* **Instructions to follow**: A word-for-word transcription of the listing is all that is needed.
**** Available data
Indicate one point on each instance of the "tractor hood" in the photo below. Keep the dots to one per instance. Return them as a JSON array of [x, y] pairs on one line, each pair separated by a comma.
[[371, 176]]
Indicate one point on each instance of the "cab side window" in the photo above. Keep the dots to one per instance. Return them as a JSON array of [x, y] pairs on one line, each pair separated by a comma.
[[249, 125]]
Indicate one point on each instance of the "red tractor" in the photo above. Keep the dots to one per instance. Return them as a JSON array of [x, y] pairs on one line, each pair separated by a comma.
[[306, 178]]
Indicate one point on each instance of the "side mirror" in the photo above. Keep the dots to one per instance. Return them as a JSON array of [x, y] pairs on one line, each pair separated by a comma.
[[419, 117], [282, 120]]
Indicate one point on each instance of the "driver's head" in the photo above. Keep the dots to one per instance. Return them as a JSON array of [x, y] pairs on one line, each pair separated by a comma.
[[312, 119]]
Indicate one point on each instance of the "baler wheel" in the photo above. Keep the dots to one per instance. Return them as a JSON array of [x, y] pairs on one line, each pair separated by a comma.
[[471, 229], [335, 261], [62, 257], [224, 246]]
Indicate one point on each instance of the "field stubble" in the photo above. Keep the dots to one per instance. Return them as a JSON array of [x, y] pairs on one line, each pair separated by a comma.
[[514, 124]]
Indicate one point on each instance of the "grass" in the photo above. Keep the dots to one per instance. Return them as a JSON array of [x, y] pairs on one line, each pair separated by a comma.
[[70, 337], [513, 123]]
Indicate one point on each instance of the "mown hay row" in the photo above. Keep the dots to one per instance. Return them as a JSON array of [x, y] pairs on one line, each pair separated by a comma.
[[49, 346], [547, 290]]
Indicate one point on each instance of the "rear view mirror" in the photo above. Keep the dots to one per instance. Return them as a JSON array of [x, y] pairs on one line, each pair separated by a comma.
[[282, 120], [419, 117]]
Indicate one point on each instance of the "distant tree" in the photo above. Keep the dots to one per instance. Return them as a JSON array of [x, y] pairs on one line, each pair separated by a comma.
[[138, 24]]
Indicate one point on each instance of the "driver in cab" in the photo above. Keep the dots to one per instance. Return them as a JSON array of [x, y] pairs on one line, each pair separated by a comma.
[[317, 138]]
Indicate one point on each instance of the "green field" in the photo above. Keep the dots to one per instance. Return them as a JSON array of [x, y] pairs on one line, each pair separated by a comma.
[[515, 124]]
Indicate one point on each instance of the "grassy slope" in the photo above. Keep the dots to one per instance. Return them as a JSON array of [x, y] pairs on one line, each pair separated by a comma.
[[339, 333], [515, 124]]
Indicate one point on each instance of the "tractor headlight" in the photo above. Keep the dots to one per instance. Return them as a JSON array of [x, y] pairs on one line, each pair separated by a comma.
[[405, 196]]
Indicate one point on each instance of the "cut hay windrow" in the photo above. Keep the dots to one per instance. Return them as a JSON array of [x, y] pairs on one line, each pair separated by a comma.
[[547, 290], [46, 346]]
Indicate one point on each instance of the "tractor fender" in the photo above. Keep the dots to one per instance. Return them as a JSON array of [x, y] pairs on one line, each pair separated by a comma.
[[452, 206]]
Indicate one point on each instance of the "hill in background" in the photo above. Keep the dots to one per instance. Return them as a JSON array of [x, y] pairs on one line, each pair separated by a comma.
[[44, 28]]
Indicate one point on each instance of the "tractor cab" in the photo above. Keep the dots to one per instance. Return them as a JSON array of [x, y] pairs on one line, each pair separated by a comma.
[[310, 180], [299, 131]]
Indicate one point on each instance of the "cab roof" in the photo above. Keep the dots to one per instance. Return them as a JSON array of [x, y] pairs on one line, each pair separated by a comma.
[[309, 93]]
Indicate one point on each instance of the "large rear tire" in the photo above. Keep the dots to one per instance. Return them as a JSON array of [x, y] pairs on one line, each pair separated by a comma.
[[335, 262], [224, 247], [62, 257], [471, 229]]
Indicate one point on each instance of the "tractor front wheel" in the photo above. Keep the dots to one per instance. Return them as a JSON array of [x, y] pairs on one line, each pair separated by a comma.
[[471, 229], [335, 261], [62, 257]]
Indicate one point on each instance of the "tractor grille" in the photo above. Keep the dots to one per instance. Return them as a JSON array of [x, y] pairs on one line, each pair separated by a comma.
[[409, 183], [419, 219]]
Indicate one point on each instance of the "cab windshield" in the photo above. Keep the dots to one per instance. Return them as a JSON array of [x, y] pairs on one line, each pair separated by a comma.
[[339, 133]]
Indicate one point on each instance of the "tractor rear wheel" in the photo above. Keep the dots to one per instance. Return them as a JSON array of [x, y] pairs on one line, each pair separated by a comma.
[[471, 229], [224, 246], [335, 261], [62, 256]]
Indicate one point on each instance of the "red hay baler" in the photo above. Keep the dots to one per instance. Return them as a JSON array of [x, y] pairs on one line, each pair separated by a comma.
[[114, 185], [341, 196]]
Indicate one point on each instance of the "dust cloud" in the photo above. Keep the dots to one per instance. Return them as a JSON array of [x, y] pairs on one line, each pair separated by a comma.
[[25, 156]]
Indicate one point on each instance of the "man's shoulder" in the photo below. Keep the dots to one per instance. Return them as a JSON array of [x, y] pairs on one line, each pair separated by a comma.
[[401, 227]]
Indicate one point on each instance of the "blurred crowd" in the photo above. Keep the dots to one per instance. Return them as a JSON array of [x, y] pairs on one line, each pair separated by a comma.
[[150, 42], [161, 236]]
********
* **Response to the exercise**:
Indicate one point on each instance of the "tractor hood" in the photo below. Keep the dots to one per instance. Return them as a JSON array of [x, y] pairs on one line, each pair separated by a comma.
[[371, 176]]
Indicate one point on each instance of the "cab side window" in the photo above. Keep the dots to one per instance. Return them as a JSON array of [x, y] pairs on one line, each pair separated by a comma.
[[249, 125]]
Indicate one point on each instance of the "red tractor" in the photo above. Keep the dots to one per instance. Return them as a JSON array of [x, y] pairs on one line, each pair separated by a comma.
[[306, 178]]
Indicate one point on each instance of the "side mirror" in the photo above. Keep the dots to one per instance. Return them as a JSON array of [x, y] pairs on one line, each pair separated by a comma.
[[419, 117], [282, 120]]
Indicate one point on each instance of the "driver's head" in the photo above. Keep the dots to one per instance. Return them as a JSON array of [x, y] pairs on one line, each pair separated by a comma.
[[312, 119]]
Indicate one point on each instance of the "baler wheel" in the photo above. Keep the dots to one per instance. Return them as a JSON array of [x, y] pairs on one line, each pair separated by a comma.
[[471, 229], [335, 261], [62, 257], [224, 246]]
Indicate one point on each instance of the "field stubble" in the photo above. Keep the dots to one per instance. Return them as a JSON array of [x, y] pairs on one line, each pair separated by a comma.
[[514, 124]]
Indicate one point on each instance of the "grass" in the photo above. Keep the dots to one per instance. Return them as a JSON array of [x, y] pairs on one line, each pair separated by a comma.
[[70, 337], [513, 123]]
Indicate one point on each instance of the "mown hay row" in the photo above. Keep the dots to one per instance. Return them as a JSON array of [x, y] pairs on one line, each pair separated by a comma.
[[49, 346], [547, 290]]
Indicate one point on each instance of the "rear view mirror" in the photo above. Keep the dots to one per instance. Return them as a JSON array of [x, y] pairs on one line, each pair separated by a comma.
[[282, 120], [419, 117]]
Indicate one point on each instance of the "distant tree" in the photo above. Keep the dots to one per instance. Return them as a JSON array of [x, y] pairs on one line, each pair separated by a comma.
[[138, 24]]
Indicate one point on each instance of the "driver in cab" in the photo above. Keep the dots to one per instance. Return them as a JSON array of [x, y] pairs on one line, each pair separated by a comma.
[[317, 138]]
Indicate one point on each instance of the "green field" in the photo above. Keep the dots to one per instance. Return them as a JSON array of [x, y] pairs on one line, each pair separated by a comma.
[[515, 124]]
Indicate one point on each instance of the "grassy slope" in the photo above. Keep the dots to one per instance. Return them as a JSON array of [x, y] pairs on one line, each pair separated by a comma.
[[339, 333], [515, 124]]
Indicate one point on each instance of the "tractor headlight" in the photo above. Keep the dots to one per instance. Return them as a JSON array of [x, y] pairs on one line, each pair separated by a comma.
[[405, 196]]
Indicate one point on each instance of the "cut hay windrow" in the photo above. Keep the dots to one per instance. Return them as a JSON array of [x, y] pairs on one line, each pair separated by a comma.
[[547, 290], [46, 346]]
Indicate one point on each instance of the "tractor fender" in the photo above. Keep the dots to one per instance. Return them as a JSON array of [x, y] pairs on one line, each pair separated by a comma.
[[452, 206]]
Indicate one point on each instance of the "hill in background" in the photo above. Keep the dots to one per instance. Return them as a JSON array of [x, y] pairs on one line, each pair separated by a comma.
[[44, 28]]
Indicate one point on each instance of the "tractor cab" in the photo above. Keep the dots to one per instance. Return them as a JSON array of [x, y] pairs on one line, each pair separated by a comma.
[[310, 180], [299, 131]]
Indicate one point on each instance of the "cab roof" in the photo above. Keep the dots to one per instance. Return them as a JSON array of [x, y] pairs on one line, each pair separated by a comma.
[[309, 93]]
Indicate one point on each instance of the "large rear tire" in the photo above. Keep the dots to one per instance. Return them as a JSON array of [x, y] pairs on one line, each pair separated by a comma.
[[335, 262], [224, 247], [62, 257], [471, 229]]
Indicate one point on each instance of the "tractor front wheel" in the photo above. Keep the dots to one per instance. Return them as a JSON array of [x, y] pairs on one line, each pair separated by a comma.
[[471, 229], [335, 261], [62, 257]]
Indicate one point on each instance of the "tractor grille" in the photo above. Keep the dots to one per instance. Return them as a JSON array of [x, y] pairs on one line, each pair separated by a comma.
[[409, 183], [419, 219]]
Indicate one point on each instance of the "cab windshield" in the photo above. Keep the dots to one per instance. Return them as a JSON array of [x, y] pairs on one line, each pair separated by a comma.
[[339, 133]]
Indicate one point on each instance of the "tractor rear wheel" in the photo above. Keep the dots to one per instance. Return them as a JSON array of [x, y] pairs on one line, each pair separated by a comma.
[[471, 229], [224, 246], [335, 261], [62, 256]]
Indicate one point on each instance of the "red hay baler" in the photo above. Keep the dots to one per instance. Return them as a JSON array of [x, y] pairs on one line, each pair separated by a comma.
[[114, 185], [341, 196]]
Indicate one point on each instance of the "dust cloud" in the photo above. Keep the dots to one per instance. Return them as a JSON array of [x, y] pairs on one line, each pair separated by a comma.
[[25, 156]]
Indicate one point on each instance of the "man's shoulder" in the photo below. Keep the dots to one per instance. Return them as a JSON array of [x, y] pairs on one line, each pair separated by a comma.
[[401, 227]]
Indicate one point on each instance of the "blurred crowd" in the photo above. Keep the dots to one per instance. Return them as a JSON array of [x, y] pairs on one line, each pair separated by a comma.
[[150, 42], [161, 236]]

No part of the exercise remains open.